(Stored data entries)
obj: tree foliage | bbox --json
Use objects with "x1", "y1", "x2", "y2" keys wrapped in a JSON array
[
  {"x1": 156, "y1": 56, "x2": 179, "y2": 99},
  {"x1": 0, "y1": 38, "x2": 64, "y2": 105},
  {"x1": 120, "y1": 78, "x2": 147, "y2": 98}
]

▶ YOUR INSTRUCTIONS:
The required result is an exact repeat of the records above from the line containing "Use objects with" to their final line.

▶ RESULT FOR THIS EXERCISE:
Use objects with "x1", "y1", "x2", "y2" keys wrapped in a JSON array
[
  {"x1": 156, "y1": 56, "x2": 179, "y2": 99},
  {"x1": 0, "y1": 38, "x2": 64, "y2": 105},
  {"x1": 120, "y1": 78, "x2": 147, "y2": 98}
]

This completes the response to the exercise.